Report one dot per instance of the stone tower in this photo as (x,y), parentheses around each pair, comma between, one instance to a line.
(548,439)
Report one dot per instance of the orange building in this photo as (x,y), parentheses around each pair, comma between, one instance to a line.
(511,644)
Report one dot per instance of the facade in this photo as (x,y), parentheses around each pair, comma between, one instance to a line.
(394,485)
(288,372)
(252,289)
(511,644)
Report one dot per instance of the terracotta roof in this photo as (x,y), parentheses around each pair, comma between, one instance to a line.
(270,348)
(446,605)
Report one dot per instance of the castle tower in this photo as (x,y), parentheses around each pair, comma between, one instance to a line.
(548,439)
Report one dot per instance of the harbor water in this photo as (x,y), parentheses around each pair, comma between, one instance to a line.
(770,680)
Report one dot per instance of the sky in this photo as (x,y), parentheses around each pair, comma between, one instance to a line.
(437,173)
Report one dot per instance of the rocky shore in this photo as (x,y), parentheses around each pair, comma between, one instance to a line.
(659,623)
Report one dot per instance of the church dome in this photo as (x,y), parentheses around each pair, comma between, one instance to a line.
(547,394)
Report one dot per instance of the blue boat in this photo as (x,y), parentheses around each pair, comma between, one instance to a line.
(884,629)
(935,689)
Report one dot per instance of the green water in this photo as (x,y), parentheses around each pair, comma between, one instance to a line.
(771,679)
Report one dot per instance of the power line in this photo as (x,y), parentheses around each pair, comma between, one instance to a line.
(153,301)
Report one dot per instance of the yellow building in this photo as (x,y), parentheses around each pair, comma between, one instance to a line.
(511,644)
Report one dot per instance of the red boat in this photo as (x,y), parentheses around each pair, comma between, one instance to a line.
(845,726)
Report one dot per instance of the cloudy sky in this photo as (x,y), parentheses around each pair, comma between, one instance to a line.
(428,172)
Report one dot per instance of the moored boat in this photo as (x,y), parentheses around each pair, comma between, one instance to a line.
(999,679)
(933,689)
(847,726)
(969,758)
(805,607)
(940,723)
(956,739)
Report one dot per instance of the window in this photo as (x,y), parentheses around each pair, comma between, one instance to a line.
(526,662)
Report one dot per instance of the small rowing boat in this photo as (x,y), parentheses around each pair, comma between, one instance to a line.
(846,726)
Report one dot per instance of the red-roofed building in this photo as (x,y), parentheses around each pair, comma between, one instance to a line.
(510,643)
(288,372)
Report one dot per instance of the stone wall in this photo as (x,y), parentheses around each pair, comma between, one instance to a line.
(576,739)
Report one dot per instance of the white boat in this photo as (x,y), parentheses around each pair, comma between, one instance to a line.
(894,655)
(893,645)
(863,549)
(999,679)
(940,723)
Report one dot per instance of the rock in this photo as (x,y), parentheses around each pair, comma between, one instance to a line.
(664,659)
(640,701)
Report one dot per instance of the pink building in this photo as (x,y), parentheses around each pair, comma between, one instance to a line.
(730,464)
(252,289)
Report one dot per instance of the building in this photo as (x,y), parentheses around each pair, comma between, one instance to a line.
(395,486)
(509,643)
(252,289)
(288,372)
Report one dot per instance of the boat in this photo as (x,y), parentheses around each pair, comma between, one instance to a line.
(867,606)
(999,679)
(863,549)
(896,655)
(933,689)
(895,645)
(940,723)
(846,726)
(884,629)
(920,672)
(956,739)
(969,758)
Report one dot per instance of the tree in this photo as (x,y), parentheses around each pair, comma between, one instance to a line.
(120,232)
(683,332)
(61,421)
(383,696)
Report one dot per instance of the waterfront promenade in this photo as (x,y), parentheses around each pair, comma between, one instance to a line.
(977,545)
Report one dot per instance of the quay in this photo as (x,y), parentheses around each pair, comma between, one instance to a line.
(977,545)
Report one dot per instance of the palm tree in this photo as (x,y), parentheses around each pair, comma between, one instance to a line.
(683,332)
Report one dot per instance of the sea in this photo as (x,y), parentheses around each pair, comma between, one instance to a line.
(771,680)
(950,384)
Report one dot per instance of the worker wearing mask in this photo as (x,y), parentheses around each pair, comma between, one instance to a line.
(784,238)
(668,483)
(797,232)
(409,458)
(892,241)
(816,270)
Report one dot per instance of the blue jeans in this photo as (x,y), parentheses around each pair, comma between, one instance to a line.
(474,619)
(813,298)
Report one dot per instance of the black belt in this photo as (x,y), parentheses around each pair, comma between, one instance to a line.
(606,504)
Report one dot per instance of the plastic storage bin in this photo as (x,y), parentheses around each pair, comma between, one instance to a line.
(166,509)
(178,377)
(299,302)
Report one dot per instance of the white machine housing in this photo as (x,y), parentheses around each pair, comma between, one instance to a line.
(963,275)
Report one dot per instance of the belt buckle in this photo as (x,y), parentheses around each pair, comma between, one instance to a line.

# INSTRUCTIONS FOR THE TASK
Copy the stretch from the line containing "Report one dot per instance of the blue jeans" through the end of the material, changing "in this photo" to "in this image" wherever it occurs and keeping everything else the same.

# WRITTEN SOLUTION
Report one dot per instance of the blue jeans in this image as (x,y), parentheses around each pair, comma between, one instance to a line.
(474,619)
(813,298)
Report one dot per instance of the black belt in this image as (x,y), parentheses around each pair, comma between, one instance to a line.
(606,504)
Report one dot per instance of the plastic storage bin in this image as (x,y), parentheses around each pair, comma between, one instance to a line.
(166,509)
(178,377)
(299,302)
Report one dot per instance of the white machine housing in this image as (x,y), parentheses around each pair, comma between, one instance to a line.
(963,275)
Report one dot per instance of the belt buckle in this image as (x,y), parentheses around each pair, comma between, one instance to a line.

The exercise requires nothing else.